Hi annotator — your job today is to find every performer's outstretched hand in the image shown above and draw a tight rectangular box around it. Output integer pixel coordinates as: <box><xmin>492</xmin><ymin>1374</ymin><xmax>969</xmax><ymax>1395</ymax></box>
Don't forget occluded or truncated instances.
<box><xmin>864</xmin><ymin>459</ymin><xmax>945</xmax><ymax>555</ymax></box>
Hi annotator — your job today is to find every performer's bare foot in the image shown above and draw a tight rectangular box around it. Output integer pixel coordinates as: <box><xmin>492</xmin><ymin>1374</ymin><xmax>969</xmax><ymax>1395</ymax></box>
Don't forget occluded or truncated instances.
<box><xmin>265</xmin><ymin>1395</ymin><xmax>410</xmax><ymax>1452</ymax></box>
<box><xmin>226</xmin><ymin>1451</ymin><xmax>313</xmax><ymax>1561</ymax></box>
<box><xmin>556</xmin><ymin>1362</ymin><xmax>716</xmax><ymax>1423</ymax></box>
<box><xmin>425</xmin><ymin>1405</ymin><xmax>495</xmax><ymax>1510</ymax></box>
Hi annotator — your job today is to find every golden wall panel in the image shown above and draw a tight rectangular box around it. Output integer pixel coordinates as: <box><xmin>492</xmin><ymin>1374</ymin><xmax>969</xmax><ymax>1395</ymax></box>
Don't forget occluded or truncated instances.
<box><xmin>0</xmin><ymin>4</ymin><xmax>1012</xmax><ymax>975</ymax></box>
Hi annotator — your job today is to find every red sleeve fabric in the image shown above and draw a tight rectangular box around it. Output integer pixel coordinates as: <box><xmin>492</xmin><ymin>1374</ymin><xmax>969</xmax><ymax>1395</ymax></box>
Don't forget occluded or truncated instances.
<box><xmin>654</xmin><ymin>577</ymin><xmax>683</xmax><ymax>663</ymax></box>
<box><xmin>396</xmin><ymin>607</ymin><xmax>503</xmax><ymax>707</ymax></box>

__________

» What the task requires
Exactly the lines from the start of the entries through the one bearing "every performer's bare" are to be output, with both ends included.

» Answer to this exercise
Hi annotator — your job today is to find every performer's outstretched hand in the image shown above and draw a tight rectangular box around it. Output integer pixel coordinates as: <box><xmin>492</xmin><ymin>1374</ymin><xmax>969</xmax><ymax>1395</ymax></box>
Don't forget occluded or truncated instances.
<box><xmin>864</xmin><ymin>459</ymin><xmax>945</xmax><ymax>555</ymax></box>
Hi annotator — your job today is to find every performer's bare foot in the image shown above and draw a tight rectangular box around it. Output integer pixel coordinates as: <box><xmin>492</xmin><ymin>1374</ymin><xmax>969</xmax><ymax>1395</ymax></box>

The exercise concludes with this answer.